| DATA IN THIS EXERCISE |
-------------------------

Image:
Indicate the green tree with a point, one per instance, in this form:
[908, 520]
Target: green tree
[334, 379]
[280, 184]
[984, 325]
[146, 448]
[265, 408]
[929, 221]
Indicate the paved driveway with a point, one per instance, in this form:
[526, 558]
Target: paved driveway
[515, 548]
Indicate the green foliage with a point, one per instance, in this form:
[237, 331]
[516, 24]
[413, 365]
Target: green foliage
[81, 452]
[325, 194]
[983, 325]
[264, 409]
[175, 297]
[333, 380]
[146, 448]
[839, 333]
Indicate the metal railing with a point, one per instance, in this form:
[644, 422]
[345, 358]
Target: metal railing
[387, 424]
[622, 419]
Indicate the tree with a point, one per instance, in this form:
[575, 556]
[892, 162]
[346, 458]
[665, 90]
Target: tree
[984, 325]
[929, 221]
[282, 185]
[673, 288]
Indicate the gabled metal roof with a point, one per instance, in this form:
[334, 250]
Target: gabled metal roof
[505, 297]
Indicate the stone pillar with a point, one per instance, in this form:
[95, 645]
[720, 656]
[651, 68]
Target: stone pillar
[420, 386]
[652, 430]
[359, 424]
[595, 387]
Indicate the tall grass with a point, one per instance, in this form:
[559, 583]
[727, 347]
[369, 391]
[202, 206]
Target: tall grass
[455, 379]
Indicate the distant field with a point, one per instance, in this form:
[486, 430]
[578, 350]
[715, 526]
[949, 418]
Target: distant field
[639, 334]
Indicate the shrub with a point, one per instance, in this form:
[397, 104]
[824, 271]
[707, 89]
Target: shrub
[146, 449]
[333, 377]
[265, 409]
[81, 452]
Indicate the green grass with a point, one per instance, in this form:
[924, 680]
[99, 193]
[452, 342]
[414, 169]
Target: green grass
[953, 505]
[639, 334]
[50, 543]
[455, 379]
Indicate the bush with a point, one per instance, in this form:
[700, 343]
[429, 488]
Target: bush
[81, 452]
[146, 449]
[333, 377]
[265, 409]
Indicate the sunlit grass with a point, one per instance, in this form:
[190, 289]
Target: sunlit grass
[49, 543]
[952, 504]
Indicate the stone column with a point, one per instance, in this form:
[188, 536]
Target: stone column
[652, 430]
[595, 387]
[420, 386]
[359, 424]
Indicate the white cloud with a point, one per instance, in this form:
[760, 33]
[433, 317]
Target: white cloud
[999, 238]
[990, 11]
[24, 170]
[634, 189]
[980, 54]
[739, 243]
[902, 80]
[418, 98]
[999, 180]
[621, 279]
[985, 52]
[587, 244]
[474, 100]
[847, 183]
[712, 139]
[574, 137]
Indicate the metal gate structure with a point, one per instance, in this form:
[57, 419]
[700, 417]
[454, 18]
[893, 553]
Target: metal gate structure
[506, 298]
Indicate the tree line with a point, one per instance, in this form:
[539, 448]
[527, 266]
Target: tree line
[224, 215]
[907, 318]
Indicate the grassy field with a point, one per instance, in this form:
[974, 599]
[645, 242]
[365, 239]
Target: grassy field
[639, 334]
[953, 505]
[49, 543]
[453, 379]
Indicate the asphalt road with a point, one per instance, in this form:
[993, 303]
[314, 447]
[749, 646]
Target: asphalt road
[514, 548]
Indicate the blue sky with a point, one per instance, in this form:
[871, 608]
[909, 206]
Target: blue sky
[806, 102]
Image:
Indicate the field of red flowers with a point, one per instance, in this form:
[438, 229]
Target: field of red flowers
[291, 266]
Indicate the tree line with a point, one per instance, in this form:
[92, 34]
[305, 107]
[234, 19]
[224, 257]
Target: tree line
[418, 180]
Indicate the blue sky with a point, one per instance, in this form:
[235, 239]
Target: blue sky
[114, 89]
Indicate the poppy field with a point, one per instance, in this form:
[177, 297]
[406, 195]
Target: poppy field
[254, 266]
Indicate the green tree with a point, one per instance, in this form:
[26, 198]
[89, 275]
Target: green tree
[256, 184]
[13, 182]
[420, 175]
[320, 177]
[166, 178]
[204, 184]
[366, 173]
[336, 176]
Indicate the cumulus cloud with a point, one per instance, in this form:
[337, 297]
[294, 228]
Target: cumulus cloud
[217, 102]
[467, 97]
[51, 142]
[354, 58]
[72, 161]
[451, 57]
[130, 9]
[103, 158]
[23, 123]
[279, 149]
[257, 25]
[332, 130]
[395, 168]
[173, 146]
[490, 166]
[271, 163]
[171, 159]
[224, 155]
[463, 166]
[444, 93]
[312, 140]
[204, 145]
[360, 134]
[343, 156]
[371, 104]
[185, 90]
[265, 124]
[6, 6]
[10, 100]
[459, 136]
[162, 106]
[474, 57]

-------------------------

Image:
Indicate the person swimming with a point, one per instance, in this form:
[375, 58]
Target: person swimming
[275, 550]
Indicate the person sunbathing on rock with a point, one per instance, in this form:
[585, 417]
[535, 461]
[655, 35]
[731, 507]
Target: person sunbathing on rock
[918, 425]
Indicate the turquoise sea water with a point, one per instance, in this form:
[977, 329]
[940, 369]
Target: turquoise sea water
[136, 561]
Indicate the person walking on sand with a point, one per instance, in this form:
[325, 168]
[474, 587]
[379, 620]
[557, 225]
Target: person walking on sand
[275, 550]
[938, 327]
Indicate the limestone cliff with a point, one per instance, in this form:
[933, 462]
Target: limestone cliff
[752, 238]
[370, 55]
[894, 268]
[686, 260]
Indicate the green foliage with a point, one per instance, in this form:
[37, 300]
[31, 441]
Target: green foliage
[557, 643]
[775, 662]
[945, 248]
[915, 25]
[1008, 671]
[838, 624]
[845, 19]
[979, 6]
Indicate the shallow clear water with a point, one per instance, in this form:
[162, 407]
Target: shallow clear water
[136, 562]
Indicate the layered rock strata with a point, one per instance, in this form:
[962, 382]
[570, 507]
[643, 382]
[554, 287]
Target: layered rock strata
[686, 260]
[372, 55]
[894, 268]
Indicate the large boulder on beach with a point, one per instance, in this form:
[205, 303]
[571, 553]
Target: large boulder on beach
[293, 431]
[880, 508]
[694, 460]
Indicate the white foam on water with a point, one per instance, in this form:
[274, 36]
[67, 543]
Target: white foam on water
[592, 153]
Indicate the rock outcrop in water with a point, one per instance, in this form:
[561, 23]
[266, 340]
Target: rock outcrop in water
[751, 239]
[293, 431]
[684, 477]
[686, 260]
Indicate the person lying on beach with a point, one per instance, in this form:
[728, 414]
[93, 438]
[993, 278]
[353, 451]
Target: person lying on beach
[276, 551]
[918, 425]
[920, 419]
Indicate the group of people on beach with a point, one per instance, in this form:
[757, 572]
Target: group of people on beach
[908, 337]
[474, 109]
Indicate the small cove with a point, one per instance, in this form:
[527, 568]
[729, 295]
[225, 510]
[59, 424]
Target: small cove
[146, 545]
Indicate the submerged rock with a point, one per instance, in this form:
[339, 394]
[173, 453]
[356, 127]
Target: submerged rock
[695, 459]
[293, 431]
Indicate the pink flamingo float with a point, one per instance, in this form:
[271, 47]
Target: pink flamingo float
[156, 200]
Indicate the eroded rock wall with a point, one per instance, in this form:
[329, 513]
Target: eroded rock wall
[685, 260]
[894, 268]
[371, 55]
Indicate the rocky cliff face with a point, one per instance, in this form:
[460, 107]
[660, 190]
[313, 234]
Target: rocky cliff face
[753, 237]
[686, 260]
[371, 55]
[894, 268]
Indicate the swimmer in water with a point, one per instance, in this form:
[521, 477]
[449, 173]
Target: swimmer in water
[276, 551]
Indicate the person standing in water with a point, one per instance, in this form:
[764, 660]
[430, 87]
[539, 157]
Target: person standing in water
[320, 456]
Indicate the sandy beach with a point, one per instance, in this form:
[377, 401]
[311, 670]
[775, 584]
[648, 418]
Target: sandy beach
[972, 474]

-------------------------

Identify every line in the items above that contains the word "bush", and copy each of those lines in full. Case counts.

Indicate the bush with a point, one per instance, in this form:
Target: bush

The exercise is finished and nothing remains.